To be done:
a) Reproduce the stretch of the password-storage article from "Let’s look at" through "byte[] GetHashInternal(string input)", word for word.
b) Carry the article on storing user passwords forward by writing its next part, starting right after its last line.

Document:
################

Please navigate to the bottom of the page for Table of Contents

Sunday, May 27, 2012

How to store user passwords using variable length random salt bytes with secure SHA512 cryptographic hashing functions

In modern web applications, the users of the site create accounts to gain access to customized data. When creating a signup/login process that requires a username and password, the credentials need to be stored and secured in a way that blocks unauthorized users. Furthermore, the passwords themselves need to be protected in case a hacker gets access to your data. In this post, we will review 3 schemes most commonly used today for storing and retrieving sensitive information.

Plain text scheme

The most basic (and unfortunately common) way to store user passwords is plain text. In this scheme, the login ID and the passwords are stored as plain text pairs in the database. When the user inputs his credentials, they are compared to the stored values and an appropriate response is returned. This is most commonly seen in legacy sites that have not yet upgraded their password schemes.

Username Password
Joe MyPassword
Nikhil IThoughtThisWasASecurePasswordButIGuessIWasWrong
John PasswordInPlainText

When a site sends you your actual password on the signup process or on retrieve a forgotten password, they are using this totally unsecure method of saving your password. Anybody who has access to the database (or the underlying storage) can see your password.

One way Hashed passwords scheme

The next level of password encryption is seen when developers first start learning about cryptography. They instantly gravitate towards algorithms that generate a one way hash of the password and store that hash in the database. Most common (but wrong) algorithms that get used are MD5 and SHA-1. These algorithms have been proven to be unsafe and should not be used. In the .NET world, the SDL (Security Development Lifecycle) has banned the use of these 2 algorithms. The recommended algorithm at this writing is SHA512.

Username Password
Joe CpYLOeOyIIGvruPyewcE49fOI9
Nikhil roKMJYrGEKrp8z5Mah7J2T0cHcMAkZmxT6hplA3i1zTjidv0h
John 0oOW0dB36QHQaovguCL7fyjYYR

The disadvantage of such a scheme is that a dictionary or brute force attack and compromise your entire user base. But using this scheme is better than storing passwords in plain text. Also, it protects your user’s confidential information from prying employees who have access to the production database.

Let’s look at C# code to see how we can build this algorithm. The first function we will look at this the encryption algorithm itself. Then we will review how to use this function to Generate the password and then how to verify it.

/// <summary>
/// This function takes an input string and generates a 
/// one way hash using the SHA512CryptoServiceProvider
/// algorithm
/// </summary>
/// <param name="input">the input string</param>
/// <returns>a byte array of the hashed value</returns>
internal static byte[] GetHashInternal(string input)

################

Data excerpt:
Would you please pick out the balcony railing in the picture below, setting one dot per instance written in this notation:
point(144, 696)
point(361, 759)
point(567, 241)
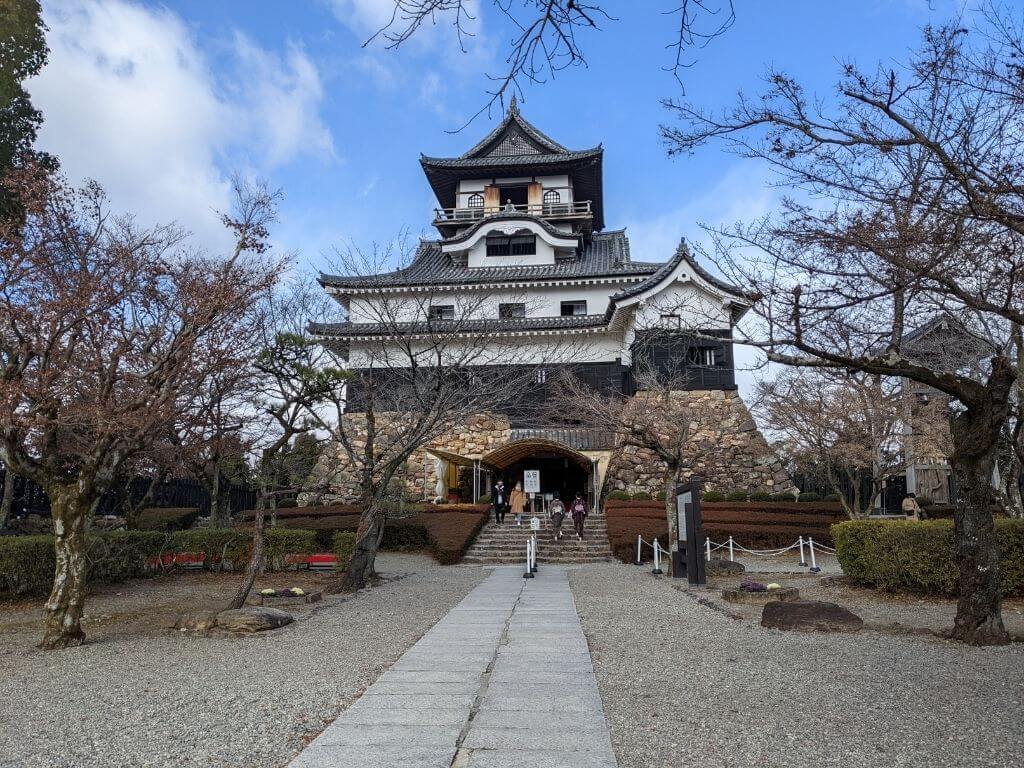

################

Answers provided:
a)
Let’s look at C# code to see how we can build this algorithm. The first function we will look at this the encryption algorithm itself. Then we will review how to use this function to Generate the password and then how to verify it.

/// <summary>
/// This function takes an input string and generates a 
/// one way hash using the SHA512CryptoServiceProvider
/// algorithm
/// </summary>
/// <param name="input">the input string</param>
/// <returns>a byte array of the hashed value</returns>
internal static byte[] GetHashInternal(string input)

b)
{
    using (HashAlgorithm ha = new SHA512CryptoServiceProvider())
    {
        // Convert the input string to a byte array and compute the hash.
        byte[] data = ha.ComputeHash(Encoding.UTF8.GetBytes(input));
 
        return data;
    }
}

As you can see above, the framework provides a very easy way to generated hashed bytes of an input string. Now let’s look at the wrapper functions to generate the password and verify it.



/// <summary>
/// Takes an input string and generates a hashed string
/// </summary>
/// <param name="input"></param>
/// <returns></returns>
public string GetPassword(string input)
{
    // generate encrypted bytes
    byte[] data = GetHashInternal(input);
 
    // convert to string and return
    return ByteArrayToString(data);
}
 
public bool VerifyPassword(string input, string encPassword)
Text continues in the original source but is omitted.